Data entries

** START **

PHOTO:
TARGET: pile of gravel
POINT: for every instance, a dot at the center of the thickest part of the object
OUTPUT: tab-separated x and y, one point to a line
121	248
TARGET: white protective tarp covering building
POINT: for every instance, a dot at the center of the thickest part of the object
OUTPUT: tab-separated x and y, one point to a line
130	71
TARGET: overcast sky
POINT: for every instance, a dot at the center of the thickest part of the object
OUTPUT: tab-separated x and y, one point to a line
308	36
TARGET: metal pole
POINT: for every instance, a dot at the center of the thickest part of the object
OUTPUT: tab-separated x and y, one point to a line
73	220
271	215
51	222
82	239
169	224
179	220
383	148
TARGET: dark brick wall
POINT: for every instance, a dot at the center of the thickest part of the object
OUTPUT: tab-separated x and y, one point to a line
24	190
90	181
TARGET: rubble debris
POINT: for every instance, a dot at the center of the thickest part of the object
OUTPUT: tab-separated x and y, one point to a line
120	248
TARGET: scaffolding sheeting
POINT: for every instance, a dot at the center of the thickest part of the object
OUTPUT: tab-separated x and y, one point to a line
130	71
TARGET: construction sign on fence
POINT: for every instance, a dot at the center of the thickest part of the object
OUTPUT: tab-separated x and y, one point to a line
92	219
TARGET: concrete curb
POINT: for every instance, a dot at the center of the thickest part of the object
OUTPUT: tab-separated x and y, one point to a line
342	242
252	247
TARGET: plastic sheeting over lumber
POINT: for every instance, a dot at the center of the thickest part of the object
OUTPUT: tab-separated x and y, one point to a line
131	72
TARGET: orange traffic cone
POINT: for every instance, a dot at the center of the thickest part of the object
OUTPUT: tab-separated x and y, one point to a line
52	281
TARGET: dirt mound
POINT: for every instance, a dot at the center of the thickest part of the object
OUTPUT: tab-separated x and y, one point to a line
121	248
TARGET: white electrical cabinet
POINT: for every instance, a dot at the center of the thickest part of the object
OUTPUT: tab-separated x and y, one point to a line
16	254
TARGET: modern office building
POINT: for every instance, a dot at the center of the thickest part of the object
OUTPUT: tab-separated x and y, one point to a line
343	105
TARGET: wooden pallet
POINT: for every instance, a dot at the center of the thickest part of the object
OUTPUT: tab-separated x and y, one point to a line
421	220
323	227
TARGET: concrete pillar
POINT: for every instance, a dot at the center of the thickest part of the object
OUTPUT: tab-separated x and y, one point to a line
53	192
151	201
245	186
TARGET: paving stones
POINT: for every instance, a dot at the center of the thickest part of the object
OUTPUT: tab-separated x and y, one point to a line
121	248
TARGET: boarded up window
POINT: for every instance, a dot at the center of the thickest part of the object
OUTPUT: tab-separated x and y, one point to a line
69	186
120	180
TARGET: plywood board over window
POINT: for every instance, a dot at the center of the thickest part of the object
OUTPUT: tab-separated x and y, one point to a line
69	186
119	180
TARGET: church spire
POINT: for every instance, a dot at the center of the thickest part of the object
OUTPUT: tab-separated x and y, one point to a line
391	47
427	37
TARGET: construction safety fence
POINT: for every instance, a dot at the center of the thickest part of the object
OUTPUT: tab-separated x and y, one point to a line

** END **

**WHAT IS ASKED**
With the line containing "TARGET: modern office building" as the first and the last line of the records as the final one, print exactly the lines in that span.

**RESULT BELOW**
TARGET: modern office building
POINT: for every instance, a dot at the center of the thickest part of the object
OUTPUT: tab-separated x and y, one point to a line
343	105
TARGET: wooden pallet
POINT: for every instance, a dot at the center of the thickest part of the object
OUTPUT: tab-separated x and y, one point to a line
421	220
323	227
TARGET: concrete pillar
POINT: for every instance, a dot at the center of the thickest part of the object
OUTPUT: tab-separated x and y, one point to a line
53	192
151	201
245	186
TARGET: paving stones
POINT: for every instance, a dot at the center of the thickest part of the object
OUTPUT: tab-separated x and y, one point to a line
121	248
TARGET: boarded up window
POINT: for every instance, a dot at the center of the thickest part of the object
OUTPUT: tab-separated x and y, one point to a line
69	186
120	180
TARGET: plywood board over window
POINT: for every instance, a dot at the center of the thickest part of the object
OUTPUT: tab-separated x and y, one point to a line
69	186
119	180
TARGET: church spire
POINT: for every instance, a dot at the center of the thickest part of the object
OUTPUT: tab-separated x and y, one point to a line
391	47
427	37
TARGET: construction safety fence
POINT: for every instance, a dot at the center of the thickest part of the object
OUTPUT: tab-separated x and y, one point to a line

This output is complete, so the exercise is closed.